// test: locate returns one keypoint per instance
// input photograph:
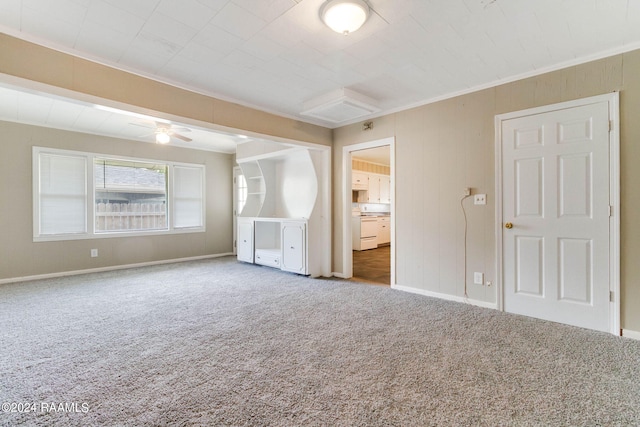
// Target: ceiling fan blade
(182, 137)
(180, 129)
(142, 125)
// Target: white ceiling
(40, 109)
(277, 56)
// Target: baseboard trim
(339, 275)
(631, 334)
(110, 268)
(447, 297)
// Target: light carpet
(218, 343)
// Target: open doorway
(369, 198)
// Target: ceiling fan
(165, 131)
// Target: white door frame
(614, 191)
(347, 244)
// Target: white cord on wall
(464, 214)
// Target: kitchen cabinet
(384, 230)
(378, 189)
(373, 195)
(364, 231)
(385, 189)
(359, 181)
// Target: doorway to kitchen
(368, 218)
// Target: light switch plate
(478, 278)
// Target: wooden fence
(130, 216)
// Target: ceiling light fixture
(162, 136)
(344, 16)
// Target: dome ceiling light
(344, 16)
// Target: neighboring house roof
(131, 179)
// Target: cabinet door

⁂

__Task details__. Each line from the one that contains "white door frame" to the end of the data should be set down exactly, both ends included.

__The answer__.
// Target: white door frame
(614, 191)
(347, 244)
// Target: white cord on wall
(464, 214)
// Target: kitchen cabinet
(384, 230)
(378, 189)
(373, 195)
(364, 231)
(385, 189)
(359, 181)
// Target: doorway to kitchen
(368, 218)
// Target: light switch plate
(478, 278)
// Target: wooden fence
(130, 216)
// Target: ceiling light fixture
(162, 136)
(344, 16)
// Target: dome ceiling light
(344, 16)
// Target: neighboring house roof
(131, 179)
// Target: cabinet door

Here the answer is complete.